**Work to be completed**
How many lines of the items below contain the string "green"? Tally them and reply with the number alone.

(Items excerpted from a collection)
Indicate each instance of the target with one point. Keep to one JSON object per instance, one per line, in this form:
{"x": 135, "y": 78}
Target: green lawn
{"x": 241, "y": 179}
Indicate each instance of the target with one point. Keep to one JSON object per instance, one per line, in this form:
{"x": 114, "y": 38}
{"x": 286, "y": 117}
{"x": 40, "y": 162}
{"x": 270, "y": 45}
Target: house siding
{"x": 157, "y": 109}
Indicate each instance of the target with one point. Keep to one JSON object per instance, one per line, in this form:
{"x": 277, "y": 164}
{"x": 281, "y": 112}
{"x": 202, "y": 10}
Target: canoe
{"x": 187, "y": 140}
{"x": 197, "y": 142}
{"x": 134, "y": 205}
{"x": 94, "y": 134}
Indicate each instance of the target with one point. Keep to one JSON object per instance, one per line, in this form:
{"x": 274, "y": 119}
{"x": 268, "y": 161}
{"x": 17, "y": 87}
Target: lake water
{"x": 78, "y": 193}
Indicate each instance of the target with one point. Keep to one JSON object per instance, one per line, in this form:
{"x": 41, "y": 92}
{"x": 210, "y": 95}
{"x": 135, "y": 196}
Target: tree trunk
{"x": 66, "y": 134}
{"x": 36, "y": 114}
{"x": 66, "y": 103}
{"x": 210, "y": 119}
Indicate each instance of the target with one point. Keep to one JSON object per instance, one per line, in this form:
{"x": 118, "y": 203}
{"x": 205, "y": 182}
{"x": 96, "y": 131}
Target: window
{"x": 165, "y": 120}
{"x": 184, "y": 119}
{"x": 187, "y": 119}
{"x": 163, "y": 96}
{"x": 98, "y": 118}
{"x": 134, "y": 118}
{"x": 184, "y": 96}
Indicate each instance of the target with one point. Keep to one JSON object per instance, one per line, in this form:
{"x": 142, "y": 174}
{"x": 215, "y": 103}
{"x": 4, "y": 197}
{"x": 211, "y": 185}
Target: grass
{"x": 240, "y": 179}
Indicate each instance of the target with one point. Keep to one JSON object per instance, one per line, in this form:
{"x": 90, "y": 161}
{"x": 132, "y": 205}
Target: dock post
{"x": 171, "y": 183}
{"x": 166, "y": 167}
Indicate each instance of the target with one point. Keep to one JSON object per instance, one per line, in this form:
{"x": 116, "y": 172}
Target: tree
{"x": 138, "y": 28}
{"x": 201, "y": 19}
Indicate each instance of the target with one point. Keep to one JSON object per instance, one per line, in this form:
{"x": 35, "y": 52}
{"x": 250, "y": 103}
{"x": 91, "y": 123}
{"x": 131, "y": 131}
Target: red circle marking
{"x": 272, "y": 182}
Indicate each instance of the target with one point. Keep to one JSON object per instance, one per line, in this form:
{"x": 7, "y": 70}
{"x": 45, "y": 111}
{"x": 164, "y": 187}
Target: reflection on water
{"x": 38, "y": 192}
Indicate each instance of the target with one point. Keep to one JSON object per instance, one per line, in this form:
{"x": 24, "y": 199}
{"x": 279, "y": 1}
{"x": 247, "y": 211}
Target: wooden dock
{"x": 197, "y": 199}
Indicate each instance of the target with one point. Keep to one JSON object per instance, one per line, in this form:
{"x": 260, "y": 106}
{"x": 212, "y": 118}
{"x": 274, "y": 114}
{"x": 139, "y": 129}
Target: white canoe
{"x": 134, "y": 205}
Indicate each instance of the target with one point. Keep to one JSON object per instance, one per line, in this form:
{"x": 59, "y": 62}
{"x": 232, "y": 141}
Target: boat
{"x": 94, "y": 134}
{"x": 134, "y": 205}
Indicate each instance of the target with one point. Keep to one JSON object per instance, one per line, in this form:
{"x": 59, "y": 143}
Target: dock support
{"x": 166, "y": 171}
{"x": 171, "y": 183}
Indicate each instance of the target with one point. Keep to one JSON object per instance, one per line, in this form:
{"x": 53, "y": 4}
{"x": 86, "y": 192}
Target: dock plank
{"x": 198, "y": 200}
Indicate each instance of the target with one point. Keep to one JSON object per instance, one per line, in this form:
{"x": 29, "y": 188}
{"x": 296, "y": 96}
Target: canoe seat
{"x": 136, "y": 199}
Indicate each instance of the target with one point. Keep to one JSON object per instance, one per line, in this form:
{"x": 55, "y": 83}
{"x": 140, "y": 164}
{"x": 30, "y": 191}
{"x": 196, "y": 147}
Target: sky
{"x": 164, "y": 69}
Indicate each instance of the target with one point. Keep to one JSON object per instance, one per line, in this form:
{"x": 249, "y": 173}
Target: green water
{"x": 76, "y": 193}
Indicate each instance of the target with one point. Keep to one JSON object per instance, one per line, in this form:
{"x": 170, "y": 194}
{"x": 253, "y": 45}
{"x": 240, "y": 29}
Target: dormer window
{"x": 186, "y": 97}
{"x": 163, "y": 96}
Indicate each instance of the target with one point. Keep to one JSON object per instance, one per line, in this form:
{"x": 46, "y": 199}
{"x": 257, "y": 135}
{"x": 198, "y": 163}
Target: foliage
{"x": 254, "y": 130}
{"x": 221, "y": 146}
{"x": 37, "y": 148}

**The solution**
2